● Set problem: Rewrite the lines below, replacing every occurrence of "pointer" with "annotator" and leaving everything else unchanged.

● Given records:
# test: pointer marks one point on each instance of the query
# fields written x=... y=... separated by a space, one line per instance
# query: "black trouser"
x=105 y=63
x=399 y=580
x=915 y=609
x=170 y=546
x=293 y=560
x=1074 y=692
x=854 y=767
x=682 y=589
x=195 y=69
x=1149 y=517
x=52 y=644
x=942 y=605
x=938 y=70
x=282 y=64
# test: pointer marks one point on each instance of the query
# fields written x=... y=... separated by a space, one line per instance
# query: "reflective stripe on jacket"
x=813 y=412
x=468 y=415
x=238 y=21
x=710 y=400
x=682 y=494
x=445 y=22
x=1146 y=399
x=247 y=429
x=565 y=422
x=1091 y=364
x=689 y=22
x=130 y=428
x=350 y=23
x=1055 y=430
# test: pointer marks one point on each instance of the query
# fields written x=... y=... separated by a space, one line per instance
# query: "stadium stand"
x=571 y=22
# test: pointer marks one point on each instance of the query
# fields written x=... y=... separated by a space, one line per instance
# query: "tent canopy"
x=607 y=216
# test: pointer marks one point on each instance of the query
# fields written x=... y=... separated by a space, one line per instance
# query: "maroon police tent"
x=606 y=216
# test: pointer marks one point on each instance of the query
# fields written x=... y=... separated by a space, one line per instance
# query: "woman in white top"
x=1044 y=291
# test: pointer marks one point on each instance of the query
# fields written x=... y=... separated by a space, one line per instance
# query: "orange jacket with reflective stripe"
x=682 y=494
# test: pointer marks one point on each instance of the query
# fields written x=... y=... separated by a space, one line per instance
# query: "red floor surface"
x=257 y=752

● Solution to this exercise:
# test: annotator marks one point on each instance of the query
# fields written x=... y=... separated by a space, one line per instance
# query: "black trouser"
x=105 y=63
x=399 y=580
x=915 y=609
x=170 y=546
x=293 y=560
x=1074 y=692
x=854 y=767
x=682 y=589
x=195 y=69
x=1149 y=517
x=52 y=644
x=942 y=605
x=938 y=70
x=282 y=64
# test: annotator marks one point on each instance of the query
# fields written x=... y=... separated by a space, one line per instance
# query: "reflective stripe on jacket"
x=813 y=412
x=468 y=415
x=238 y=21
x=710 y=400
x=682 y=494
x=445 y=22
x=1146 y=399
x=247 y=429
x=565 y=422
x=1091 y=364
x=689 y=22
x=130 y=428
x=350 y=23
x=1055 y=430
# test: annotator marks one point on each instance of the query
# fields written x=... y=... separated by a space, one line per instance
# query: "stadium stand"
x=571 y=22
# test: annotator marks one point on each instance of the query
# fields written x=... y=... separated by a space, one line per instance
# query: "tent canopy"
x=607 y=216
# test: annotator marks one point on each instance of the query
# fields written x=... y=... separated by a space, one line per instance
# query: "maroon police tent"
x=606 y=216
# test: annotator marks one point on each instance of the query
# fields written x=... y=... separated by a space, one line per instance
# query: "woman in white top"
x=1044 y=291
# test: annotator marks one point on each instance of the query
# fields written x=... y=... separated by a space, one line per instance
# query: "orange jacket with reflective stripe"
x=682 y=494
# test: annotator marks one point on each instance of the query
# fields written x=... y=... separated by a space, one line per instance
# query: "red floor surface"
x=257 y=752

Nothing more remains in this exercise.